- Task details:
Look through the material that follows and show every line with the string "tree".

- Record excerpts:
———

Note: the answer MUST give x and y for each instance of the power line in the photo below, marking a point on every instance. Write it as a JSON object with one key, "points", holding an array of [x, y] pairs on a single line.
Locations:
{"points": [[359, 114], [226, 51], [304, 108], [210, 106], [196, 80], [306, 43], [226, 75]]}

———

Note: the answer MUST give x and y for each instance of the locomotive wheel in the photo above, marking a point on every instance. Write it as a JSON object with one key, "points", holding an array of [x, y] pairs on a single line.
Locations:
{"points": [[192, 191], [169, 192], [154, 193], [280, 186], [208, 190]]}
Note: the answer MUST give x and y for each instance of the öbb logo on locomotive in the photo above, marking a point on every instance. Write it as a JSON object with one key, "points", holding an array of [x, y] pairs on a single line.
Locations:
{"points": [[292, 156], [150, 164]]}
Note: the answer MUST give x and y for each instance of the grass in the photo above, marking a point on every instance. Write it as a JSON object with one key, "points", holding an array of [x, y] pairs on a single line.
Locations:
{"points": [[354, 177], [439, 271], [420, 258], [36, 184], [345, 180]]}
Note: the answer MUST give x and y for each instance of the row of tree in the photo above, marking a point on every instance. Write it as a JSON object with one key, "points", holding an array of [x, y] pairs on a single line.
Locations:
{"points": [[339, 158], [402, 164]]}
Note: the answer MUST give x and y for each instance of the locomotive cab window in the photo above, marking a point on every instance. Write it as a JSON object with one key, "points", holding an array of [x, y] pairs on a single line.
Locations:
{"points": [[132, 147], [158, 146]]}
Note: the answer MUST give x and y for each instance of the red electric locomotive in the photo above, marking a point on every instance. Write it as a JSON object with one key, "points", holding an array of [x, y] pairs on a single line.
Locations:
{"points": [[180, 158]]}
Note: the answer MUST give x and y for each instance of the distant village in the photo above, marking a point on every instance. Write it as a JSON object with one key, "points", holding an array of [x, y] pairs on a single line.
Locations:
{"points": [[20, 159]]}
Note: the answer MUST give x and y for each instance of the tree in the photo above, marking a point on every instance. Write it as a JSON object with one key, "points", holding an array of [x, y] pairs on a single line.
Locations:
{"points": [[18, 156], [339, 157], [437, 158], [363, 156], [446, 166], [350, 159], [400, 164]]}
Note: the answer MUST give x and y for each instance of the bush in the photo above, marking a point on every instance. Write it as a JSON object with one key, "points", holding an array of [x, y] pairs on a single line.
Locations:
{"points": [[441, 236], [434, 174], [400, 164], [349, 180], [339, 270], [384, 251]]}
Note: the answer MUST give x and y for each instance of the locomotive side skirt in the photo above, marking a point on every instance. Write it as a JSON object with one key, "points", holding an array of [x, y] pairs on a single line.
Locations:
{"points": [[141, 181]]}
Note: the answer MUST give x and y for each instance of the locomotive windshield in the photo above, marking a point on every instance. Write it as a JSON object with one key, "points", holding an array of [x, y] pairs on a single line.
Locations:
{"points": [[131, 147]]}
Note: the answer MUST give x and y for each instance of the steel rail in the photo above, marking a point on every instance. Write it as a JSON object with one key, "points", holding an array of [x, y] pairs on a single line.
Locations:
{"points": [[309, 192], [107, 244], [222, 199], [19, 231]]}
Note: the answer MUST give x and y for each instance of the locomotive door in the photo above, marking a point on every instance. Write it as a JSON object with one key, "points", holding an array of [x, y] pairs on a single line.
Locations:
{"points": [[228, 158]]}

———

- Task solution:
Note: the answer MUST give x and y for each instance of the row of tree in the photo above, marking a point on every instance. Write it as a JSON object with one key, "points", holding an array of [x, y] pairs on a single line.
Note: the answer MUST give x and y for each instance of the tree in the photo above, marking a point on every instance. Write it as a JSON object with one key, "points", holding an array of [x, y] pairs on a single line.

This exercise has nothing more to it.